"""
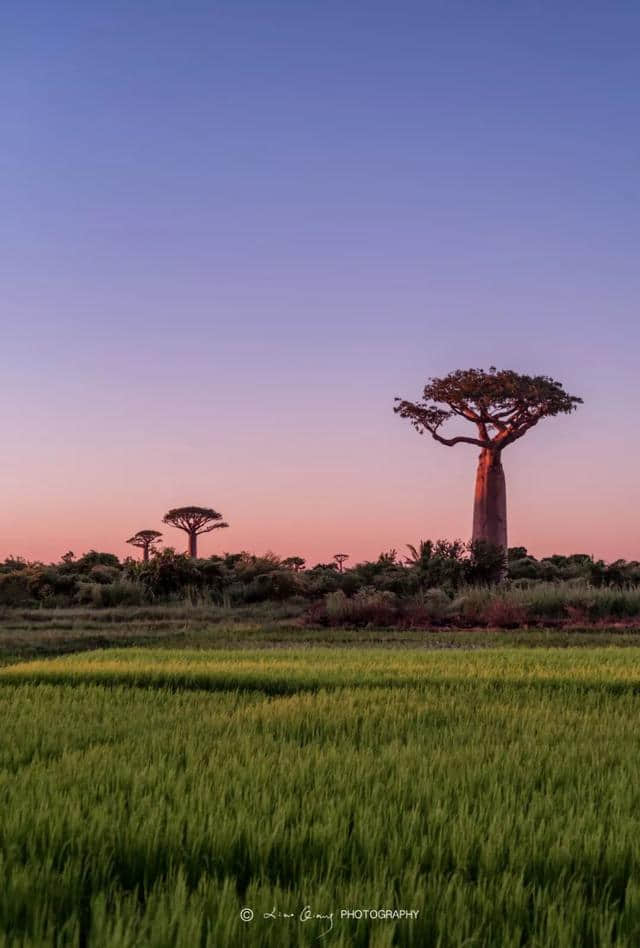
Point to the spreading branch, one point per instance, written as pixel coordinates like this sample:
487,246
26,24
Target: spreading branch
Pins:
502,405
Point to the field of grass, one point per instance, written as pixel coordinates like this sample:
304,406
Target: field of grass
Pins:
147,796
35,633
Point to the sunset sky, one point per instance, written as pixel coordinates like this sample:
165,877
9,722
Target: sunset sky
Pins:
233,231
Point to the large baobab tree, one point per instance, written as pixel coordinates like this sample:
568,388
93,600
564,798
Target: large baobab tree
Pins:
145,539
502,406
194,521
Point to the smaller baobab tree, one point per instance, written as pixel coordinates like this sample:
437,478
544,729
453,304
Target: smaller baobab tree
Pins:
194,521
295,563
145,540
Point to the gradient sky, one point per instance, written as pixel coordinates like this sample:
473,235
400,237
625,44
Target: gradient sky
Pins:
233,231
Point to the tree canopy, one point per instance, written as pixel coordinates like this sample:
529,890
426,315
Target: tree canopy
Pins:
195,519
502,404
144,538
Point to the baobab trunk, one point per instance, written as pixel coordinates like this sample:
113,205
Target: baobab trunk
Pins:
193,545
490,504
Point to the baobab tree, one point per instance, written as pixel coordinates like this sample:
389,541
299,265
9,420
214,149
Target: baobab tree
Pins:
194,521
296,563
145,540
503,406
340,559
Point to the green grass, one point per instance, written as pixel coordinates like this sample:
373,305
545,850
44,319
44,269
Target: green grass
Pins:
147,795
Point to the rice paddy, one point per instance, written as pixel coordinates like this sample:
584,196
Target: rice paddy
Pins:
149,796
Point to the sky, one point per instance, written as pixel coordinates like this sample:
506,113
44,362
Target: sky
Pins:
233,231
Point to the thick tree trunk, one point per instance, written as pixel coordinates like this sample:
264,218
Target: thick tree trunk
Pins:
193,545
490,504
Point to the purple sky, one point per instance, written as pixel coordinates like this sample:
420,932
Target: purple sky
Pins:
232,232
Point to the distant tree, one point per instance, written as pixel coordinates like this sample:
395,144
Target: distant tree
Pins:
340,559
145,539
503,406
296,563
194,521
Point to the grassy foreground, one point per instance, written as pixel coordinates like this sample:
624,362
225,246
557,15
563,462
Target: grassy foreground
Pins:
"""
# Task to carry out
I'd like the material repeated word for word, without the pictures it holds.

# Solution
Point to the spreading branch, one point per instance, written as pixel coordinates like this sample:
487,246
26,24
Target: spreading branch
Pins:
502,405
Point to the field of grass, one point per instance, written as pixel coordinates like this sample:
304,406
Target: field of grass
Pins:
147,796
35,633
Point to the sunset sky, one point per instance, written as pixel coordinates like this sample:
165,877
9,722
Target: sunset sky
Pins:
233,231
Point to the large baobab tree, one point per instance, written as pixel coordinates like this sample:
568,388
93,600
564,798
Target: large baobab tree
Pins:
145,539
502,406
194,521
Point to the smaller baobab tree, one point per instance, written as pixel coordinates like this sample:
437,478
544,729
453,304
Target: smaller baobab tree
Pins:
194,521
295,563
145,540
Point to the gradient sky, one point per instance, written as pixel coordinates like this sample:
473,235
400,237
625,44
Target: gradient sky
Pins:
233,231
Point to the tree canopy, one point per instance, written as pixel coordinates like this sample:
529,890
426,315
Target: tree canopy
Pins:
195,519
502,404
144,538
Point to the baobab trunk, one point per instance, written as pixel coordinates like this sample:
113,205
Target: baobab trunk
Pins:
193,545
490,504
Point to the baobab tree, one point per instance, written as pixel coordinates like this sample:
389,541
299,265
9,420
214,149
Target: baobab tree
Pins:
194,521
296,563
145,540
503,406
340,559
Point to the green grass, one point per instance, written as pixel coordinates like this sample:
373,305
545,850
44,319
44,269
Target: green grass
Pins:
147,795
Point to the rice paddy, one point per instance, written as pixel coordinates like this sample:
584,196
Target: rice paddy
Pins:
149,796
Point to the sky, one point per instance, written as pixel coordinates like this sample:
506,113
44,362
Target: sky
Pins:
233,231
Point to the thick tree trunk, one point per instance, written as pixel coordinates like this sample:
264,218
Target: thick tree trunk
Pins:
193,545
490,504
Point to the purple sky, one point per instance, written as pixel coordinates like this sample:
420,932
Target: purple sky
Pins:
232,232
Point to the distant tree, one point per instance, written as pixel coordinates like this sample:
395,144
Target: distant tree
Pins:
340,559
145,539
503,406
296,563
194,521
Point to the grassy foreground, one point per instance, written as pixel coordinates like this sample:
624,362
225,246
557,15
563,462
Target: grassy foreground
Pins:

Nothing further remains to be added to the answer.